- [YOUR GOAL]: From the line with "rough mask: <svg" through the final line below, restate each line word for word and return nothing else.

- [RECORDS TO PROCESS]:
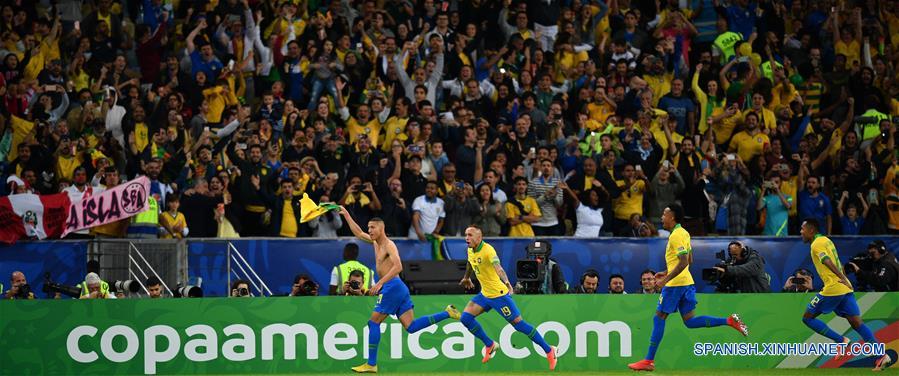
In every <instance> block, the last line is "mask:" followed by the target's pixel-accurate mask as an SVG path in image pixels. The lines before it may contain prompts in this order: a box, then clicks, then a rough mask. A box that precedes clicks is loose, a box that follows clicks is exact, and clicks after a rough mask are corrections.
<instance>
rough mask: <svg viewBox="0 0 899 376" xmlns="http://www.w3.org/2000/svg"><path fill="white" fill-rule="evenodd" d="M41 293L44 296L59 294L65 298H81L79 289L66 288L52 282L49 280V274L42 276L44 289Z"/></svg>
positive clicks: (76, 287)
mask: <svg viewBox="0 0 899 376" xmlns="http://www.w3.org/2000/svg"><path fill="white" fill-rule="evenodd" d="M43 291H44V293H45V294H48V295H54V294H56V293H60V294H63V295H66V296H70V297H73V298H80V297H81V289H80V288H78V287H76V286H68V285H63V284H60V283H56V282H53V281H52V280H51V279H50V273H46V274H44V288H43Z"/></svg>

- [SOLUTION]:
rough mask: <svg viewBox="0 0 899 376" xmlns="http://www.w3.org/2000/svg"><path fill="white" fill-rule="evenodd" d="M41 293L44 296L59 294L65 298H81L79 289L66 288L52 282L49 280V274L42 276L44 289Z"/></svg>
positive clicks: (76, 287)
mask: <svg viewBox="0 0 899 376" xmlns="http://www.w3.org/2000/svg"><path fill="white" fill-rule="evenodd" d="M43 291H44V293H45V294H48V295H54V294H56V293H60V294H63V295H66V296H70V297H73V298H80V297H81V289H80V288H78V287H76V286H68V285H63V284H60V283H56V282H53V281H52V280H51V279H50V273H46V274H44V288H43Z"/></svg>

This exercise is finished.